Request: Continue the mailing-list message about the OpenBSD sysupgrade problem, starting right after its final sentence.

Document:
Thanks for the support.

Cheers,
Robb.



Re: sysupgrade with latest snapshot: The directory '/home/_sysupgrade/' does not exist.

2020-09-27 Thread Why 42? The lists account.


On Sun, Sep 27, 2020 at 04:25:58PM -0400, Ian Darwin wrote:
> > ...
> > after the download of the new sets and the reboot, I would have been
> > prompted as to what to do i.e. Install, Upgrade, or Shell.  Then for a
> > keyboard layout (e.g. de) and for the name of the disk containing OpenBSD
> > (i.e. the system root partition) or "/").
> 
> Something is wwrong here. That is not how sysupgrade works. Probably you
> didn't install updated boot blocks and it has been failing to "switch
> to bsd.upgrade" when rebooting after the download, and your latest
> change installed the updated boot blocks, and now it is working.
 
I am not sure about that.

IMO probably the something wrong here is/was that after installing
OpenBSD as a proof of concept (of a new desktop "daily driver" system) I
subsequently added a second disk to provide more space, for my /home.

At that time this new disk (an ssd) then became know as, or inherited,
the name sd0, and the pre-existing nvme device with the OS became sd1.

Dataset extract:
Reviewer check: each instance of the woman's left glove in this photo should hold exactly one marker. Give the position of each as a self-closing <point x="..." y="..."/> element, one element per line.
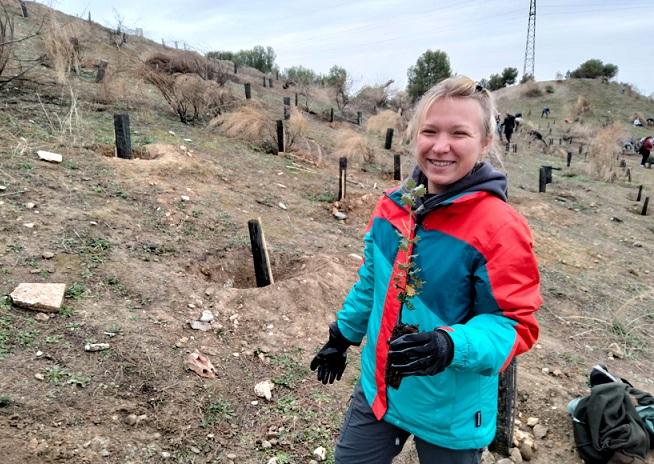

In response:
Since that time I have been able to sysupgrade many times without issue,
other than that I had to manually respond to sysupgrade e.g. to specify
which disk device held the OS.
 
> Here you describe how sysupgrade normally works.
Right, although what is new for me (I think) is to see this message:
"Performing non-interactive upgrade..."
 
> >  2. The upgrade then proceeds, however it fails to identify the
> >  location of the newly downloaded sets. The error is: "The directory
> >  '/home/_sysupgrade/' does not exist."
>
> I've never tried using a symlink to /home. Can you mount /home properly
> and see if that works?
Over many sysupgrades it has always been sufficent to manually respond
that the sets are on disk, the disk is mounted and that the path to them
is "/mnt/space/home/_sysupgrade".

Sysupgrade does a nice job presenting the information needed e.g. what is
mounted where.

I'm not sure what you mean by "Can you mount /home properly". At the
point were I am having the issue, sysupgrade is in charge, has rebooted
the system and mounted things where it wants them. Unfortunately, it
doesn't find the sets and then apparently promptly reboots the system.

What I would like would be able to do (one of):
 1. Interrupt the "non-interactive upgrade" somehow, so as to provide my
own answers.

 2. Figure out how to tell sysupgrade the right answers in advance i.e.
via the auto_upgrade.conf mechanism

 3. Have sysupgrade just do the right thing. For example, there could be
a _sysupgrade user in the systems /etc/passwd, whose $HOME would
indicate the preferred location for sets ... But best understand the
problem before designing a solution :)

I guess that is reverse order of preference :)

Cheers,
Robb.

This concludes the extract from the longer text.